• YOUR INSTRUCTIONS:
Set down all of the data exactly as it appears.

[Natural-language object grounding data]
-----

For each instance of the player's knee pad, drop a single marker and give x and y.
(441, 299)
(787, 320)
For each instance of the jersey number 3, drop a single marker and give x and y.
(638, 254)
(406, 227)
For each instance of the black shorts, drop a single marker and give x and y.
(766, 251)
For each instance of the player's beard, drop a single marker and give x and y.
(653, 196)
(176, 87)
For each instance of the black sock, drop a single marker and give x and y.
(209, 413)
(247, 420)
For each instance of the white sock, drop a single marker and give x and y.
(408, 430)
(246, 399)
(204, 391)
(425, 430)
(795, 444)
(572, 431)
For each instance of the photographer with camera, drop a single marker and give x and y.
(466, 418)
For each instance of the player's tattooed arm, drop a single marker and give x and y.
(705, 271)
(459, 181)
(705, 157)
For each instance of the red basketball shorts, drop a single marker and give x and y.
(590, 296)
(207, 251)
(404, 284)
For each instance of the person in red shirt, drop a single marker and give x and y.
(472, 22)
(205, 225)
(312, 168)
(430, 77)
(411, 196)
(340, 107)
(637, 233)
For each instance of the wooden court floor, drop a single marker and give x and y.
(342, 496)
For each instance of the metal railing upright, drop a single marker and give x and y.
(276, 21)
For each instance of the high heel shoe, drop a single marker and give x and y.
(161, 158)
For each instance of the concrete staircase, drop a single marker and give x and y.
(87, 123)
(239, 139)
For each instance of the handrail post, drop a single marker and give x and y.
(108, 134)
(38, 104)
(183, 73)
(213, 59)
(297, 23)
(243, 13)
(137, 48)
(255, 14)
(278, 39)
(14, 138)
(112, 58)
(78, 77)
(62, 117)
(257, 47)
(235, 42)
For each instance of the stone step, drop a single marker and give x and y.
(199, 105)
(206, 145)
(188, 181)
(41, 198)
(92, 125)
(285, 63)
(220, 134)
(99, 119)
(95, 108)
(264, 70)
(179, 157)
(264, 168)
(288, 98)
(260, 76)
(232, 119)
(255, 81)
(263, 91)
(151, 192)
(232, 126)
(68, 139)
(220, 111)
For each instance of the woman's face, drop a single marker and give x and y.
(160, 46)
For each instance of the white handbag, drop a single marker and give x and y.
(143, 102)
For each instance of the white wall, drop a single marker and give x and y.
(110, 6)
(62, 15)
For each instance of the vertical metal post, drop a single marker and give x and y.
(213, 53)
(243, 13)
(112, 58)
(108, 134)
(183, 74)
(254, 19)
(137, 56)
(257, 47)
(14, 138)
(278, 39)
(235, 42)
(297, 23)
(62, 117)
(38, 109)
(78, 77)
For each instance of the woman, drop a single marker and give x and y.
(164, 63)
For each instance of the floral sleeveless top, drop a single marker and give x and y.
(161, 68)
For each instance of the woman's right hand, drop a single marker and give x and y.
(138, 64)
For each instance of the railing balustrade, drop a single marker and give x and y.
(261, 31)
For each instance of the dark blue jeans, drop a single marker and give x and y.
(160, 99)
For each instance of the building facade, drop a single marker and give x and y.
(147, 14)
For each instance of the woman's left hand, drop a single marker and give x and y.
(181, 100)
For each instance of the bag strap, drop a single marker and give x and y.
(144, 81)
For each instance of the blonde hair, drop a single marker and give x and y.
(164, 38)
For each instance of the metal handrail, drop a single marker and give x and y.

-----

• RESULT BELOW:
For each instance of the player's knee pad, drop a single marker and give x and y.
(441, 299)
(787, 320)
For each instance of the jersey number 3, drop a single marker and give x and y.
(638, 254)
(406, 227)
For each instance of the black shorts, drop a single marker and give x and y.
(766, 251)
For each instance of the player's beard, drop a single marker and give x and y.
(653, 196)
(176, 87)
For each instance of the black sock, drop a single marker and give x and y.
(209, 413)
(247, 420)
For each instance of the white sock, drop a single marker and give x and y.
(408, 430)
(246, 399)
(204, 391)
(425, 430)
(795, 444)
(572, 431)
For each instance of the photographer with camera, drop a single marker and give x and y.
(466, 418)
For each instance of the player's tattooed arm, drop a single marker and give x and y.
(705, 271)
(459, 181)
(705, 157)
For each instance of the red basketball shorts, drop a single marker and give x and y.
(590, 296)
(207, 251)
(404, 284)
For each instance of the person in red shirt, drop a single marker and give x and y.
(472, 22)
(205, 225)
(312, 168)
(430, 77)
(411, 196)
(340, 107)
(637, 233)
For each instance of the wooden court floor, drop a single marker and give x and y.
(342, 496)
For each instance of the metal railing upright, drop a single marker and give x and y.
(276, 21)
For each instance of the high heel shoe, drop a single marker and give x and y.
(161, 158)
For each instance of the concrete staircase, drop a single marker and give x and y.
(87, 123)
(239, 139)
For each instance of the handrail post, drop a single marker and give x and y.
(108, 134)
(38, 104)
(183, 73)
(213, 59)
(297, 23)
(243, 13)
(137, 48)
(255, 14)
(278, 39)
(14, 138)
(112, 58)
(78, 77)
(62, 117)
(257, 47)
(235, 42)
For each instance of the stone step, drop a single marker and give x and y.
(199, 105)
(206, 145)
(188, 181)
(41, 198)
(92, 125)
(285, 63)
(220, 134)
(99, 119)
(95, 108)
(264, 70)
(179, 157)
(264, 168)
(288, 98)
(260, 76)
(232, 119)
(255, 81)
(263, 91)
(151, 192)
(232, 126)
(68, 139)
(220, 111)
For each instance of the woman's face, drop a single marker and give x and y.
(160, 46)
For each instance of the white handbag, drop a single marker and give x and y.
(143, 102)
For each instance of the white wall, drop a single marker and give x and y.
(110, 6)
(62, 15)
For each instance of the vertical metal post, drop a single marker and give x and y.
(213, 53)
(243, 13)
(112, 58)
(108, 134)
(183, 74)
(254, 19)
(137, 56)
(257, 47)
(14, 138)
(278, 39)
(235, 42)
(297, 23)
(62, 117)
(38, 109)
(78, 77)
For each instance of the woman, drop a single marker and give x and y.
(164, 63)
For each instance of the floral sleeveless top, drop a single marker and give x and y.
(161, 68)
For each instance of the woman's right hand, drop a single marker and give x and y.
(138, 64)
For each instance of the railing balustrade, drop a single marker and give x and y.
(261, 31)
For each instance of the dark blue jeans, drop a single marker and give x and y.
(160, 99)
For each instance of the building facade, drop a single marker and give x and y.
(147, 14)
For each instance of the woman's left hand, drop a single marker and give x and y.
(181, 100)
For each instance of the bag strap, drop a single marker and give x and y.
(144, 81)
For each instance of the blonde hair, drop a single marker and give x and y.
(164, 38)
For each instance of the metal handrail, drop a single marker and give x and y.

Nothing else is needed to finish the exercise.